**ЗАДАНИЯ:**
- a) Сколько человек Энвер в итоге согласился выслать по тексту о переговорах с ним?
- b) Объясните, опираясь на текст о переговорах с Энвером, почему Энвер отказывается отменить свой приказ.
- c) Продолжите текст о переговорах с Энвером после его последнего предложения.

Энвер снова забубнил о том, что флот союзников обстреливает мирные населенные пункты, убивает мирных женщин и детей.
– Мы предупреждали их через вас, чтобы они прекратили обстрелы, – сказал он, – но они не остановились.
Последнее было неправдой, но у меня не было возможности доказать Энверу, что он не прав. Он высоко оценил мои заслуги и выразил сожаление, что не может последовать моему совету. Я сказал, что, по мнению иностранцев, я отказался от защиты интересов англичан и французов.
– Нас бы это очень устроило, – быстро ответил он. – Единственная неприятность, которую вы нам доставляете, – это то, что постоянно являетесь и беспокоите нас делами англичан и французов.
Я спросил его, давал ли я ему когда-нибудь совет, последовав которому он попал в неприятное положение. Он снисходительно ответил, что еще не совершал ошибок, принимая мои предложения.
– Прекрасно, тогда последуйте моему совету и в этом случае, – сказал я. – Позже вы убедитесь, что это правильно. Предпринимая такой шаг, ваш кабинет делает чудовищную ошибку.
– Но я уже отдал приказы, – сказал Энвер, – и ничего не могу отменить. Если я пойду на это, мой авторитет в армии будет уничтожен. Отдавая приказ, я никогда его не менял. Моя собственная жена попросила, чтобы я освободил слуг от военной службы, и я отказал. Великий визирь ходатайствовал об освобождении своего секретаря, и я не пошел на это, потому что приказ есть приказ. Я никогда не меняю своих приказов и не сделаю этого и в данном случае. Если вы подскажете мне способ сделать так, чтобы и приказ был выполнен, и ваши протеже спасены, я готов выслушать.
Насколько я успел понять, одной из самых заметных черт характера турка является его склонность торговаться и искать компромиссы. Последняя фраза Энвера давала мне возможность сыграть на этом.
– Прекрасно, – сказал я, – полагаю, мне есть что вам сказать. Вы могли бы обеспечить выполнение своего приказа, не высылая из города всех иностранцев. Если вы отправите только некоторых, ваша цель все равно будет достигнута. Приказ будет выполнен, дисциплина останется на прежнем уровне, а эти некоторые явятся таким же сдерживающим средством для союзников, как если бы вы выслали всех.
Мне показалось, что Энвер почти с радостью ухватился за мое предложение, указавшее ему выход из тупиковой ситуации.
– Сколько людей вы советуете мне отправить? – быстро спросил он. В тот момент, когда он задал этот вопрос, я понял, что выиграл.
– Я бы предложил, чтобы вы взяли двадцать англичан и двадцать французов – всего сорок человек.
– Пусть лучше будет пятьдесят.
– Хорошо, – ответил я, – мы не станем спорить из-за десяти человек. Но вы должны пойти на еще одну уступку. Позвольте мне выбрать тех, кто уедет.
Достигнутое нами соглашение ослабило напряжение, и теперь Энвер снова стал улыбающимся и обходительным.

**ИСХОДНЫЙ МАТЕРИАЛ:**
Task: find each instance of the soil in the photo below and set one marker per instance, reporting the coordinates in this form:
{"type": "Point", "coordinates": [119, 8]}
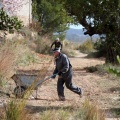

**ОТВЕТЫ:**
- a) Пятьдесят человек.

- b) Энвер говорит, что уже отдал приказы и отмена уничтожила бы его авторитет в армии. Он никогда не меняет своих приказов: по этой причине он отказал даже собственной жене и великому визирю.

- c)
– О нет, господин посол, – ответил он. – Вы удержали меня от ошибки, и теперь я намерен не дать вам сделать неверный шаг. Если вы лично выберете пятьдесят человек, которым предстоит отправиться на полуостров, вы наживете себе пятьдесят врагов. Вы мне слишком дороги, чтобы я пошел на это. И я докажу вам, что являюсь настоящим другом. У вас есть другие предложения?
– Почему бы не взять самых молодых? Они более выносливы.
– Это справедливо, – ответил Энвер. Он сказал, что Бедри, который сейчас как раз находится в здании, будет поручено выбрать «жертвы».
Это заставило меня насторожиться. Я знал, что изменение Энвером формулировки приказа не понравится Бедри, в чьей ненависти к иностранцам я уже неоднократно убеждался, и что глава полиции сделает все возможное, чтобы обойти новый приказ. Поэтому я попросил Энвера послать за Бедри и отдать ему приказ в моем присутствии. Бедри явился, и, как я и предполагал, происшедшие изменения ему совершенно не понравились. Как только он услышал, что ему предстоит отобрать только пятьдесят человек, самых молодых и сильных, он всплеснул руками и нервно заходил взад– вперед по кабинету.
– Нет, нет, так не годится! – горячился он. – Мне не нужны самые молодые. Мне нужны знаменитости!
Но Энвер остался непреклонным и приказал Бедри брать только молодых людей. Было очевидно, что Бедри следует успокоить, и я предложил ему поехать со мной в американское посольство, где он сможет выпить чаю и обговорить все детали. Предложение имело мгновенный результат, который американцу понять очень трудно. Американец не увидит ничего особенного в том, чтобы открыто проехать вместе с послом или выпить чаю в посольстве. Но ничего подобного и в голову не придет мелкому функционеру, такому как префект полиции, в турецкой столице. Возможно, я унизил достоинство своей должности, запросто пригласив Бедри; Паллавичини наверняка так и подумал бы, но все вышло как нельзя лучше. «Высокая честь» сделала Бедри более сговорчивым, чем обычно.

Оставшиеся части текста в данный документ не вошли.